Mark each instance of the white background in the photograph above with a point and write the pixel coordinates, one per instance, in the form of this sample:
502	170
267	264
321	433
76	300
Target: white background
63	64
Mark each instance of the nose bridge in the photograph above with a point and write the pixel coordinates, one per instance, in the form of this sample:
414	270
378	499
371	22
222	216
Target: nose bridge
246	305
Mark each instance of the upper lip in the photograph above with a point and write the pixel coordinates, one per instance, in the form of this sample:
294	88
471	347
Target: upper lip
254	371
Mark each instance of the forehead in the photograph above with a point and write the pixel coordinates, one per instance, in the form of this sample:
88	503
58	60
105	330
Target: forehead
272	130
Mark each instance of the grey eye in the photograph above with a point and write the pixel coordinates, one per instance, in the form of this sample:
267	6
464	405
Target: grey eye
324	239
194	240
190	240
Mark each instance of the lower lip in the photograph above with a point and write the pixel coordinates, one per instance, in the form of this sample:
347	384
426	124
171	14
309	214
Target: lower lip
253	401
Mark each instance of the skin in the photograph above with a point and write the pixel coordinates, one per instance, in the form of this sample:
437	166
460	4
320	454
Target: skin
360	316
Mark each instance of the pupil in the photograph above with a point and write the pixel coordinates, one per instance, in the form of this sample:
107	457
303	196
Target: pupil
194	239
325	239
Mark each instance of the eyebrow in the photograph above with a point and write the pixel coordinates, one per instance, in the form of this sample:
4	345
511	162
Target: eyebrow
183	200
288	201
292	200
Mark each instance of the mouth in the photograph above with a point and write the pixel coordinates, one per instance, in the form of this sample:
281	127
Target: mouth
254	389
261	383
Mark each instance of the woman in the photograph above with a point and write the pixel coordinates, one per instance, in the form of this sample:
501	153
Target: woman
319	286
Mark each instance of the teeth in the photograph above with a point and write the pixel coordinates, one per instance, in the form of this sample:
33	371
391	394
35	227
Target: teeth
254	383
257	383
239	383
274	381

▸ WORK REQUIRED
Copy all lines from the material that hold "Mark".

▸ TASK SOLUTION
Mark each instance of the white background in the photograph above with a point and write the pixel coordinates, one per instance, in the form of this sample:
Mark each instance of the nose bridge in the photograph above with a point and write the pixel coordinates, one per instance, in the form of this sample:
Mark each instance of the upper lip in the photograph above with a point and write the pixel coordinates, one per instance, in the form of this sample:
Mark each instance of the forehead in the photograph above with a point and write the pixel coordinates, one per instance, in the form of this sample:
Mark each instance of the grey eye in the photograph above with a point and write the pixel coordinates, one per instance, in the form of this sample:
Mark each instance of the lower lip in the photograph above with a point and write the pixel coordinates, one per instance, in the form of this sample:
Mark each instance of the skin in the photograph above with a point and write the pixel coordinates, one per instance, in the form of this sample:
Mark each instance of the pupil in the photograph above with a point and write the pixel coordinates, one per instance, in the form of this sample:
Mark each instance of the eyebrow in the photograph above with a point and write the pixel coordinates, one per instance, in the form of this sample:
Mark each instance of the mouth in the photograph above with a point and write the pixel coordinates, one per instance, in the form of this sample:
Mark each instance of the woman in the photograph above with a point and write the pixel coordinates, one per instance, in the form of this sample:
Mark each instance of the teeth in the photograph above with a point and write the pixel coordinates, one per instance, in the form of this sample:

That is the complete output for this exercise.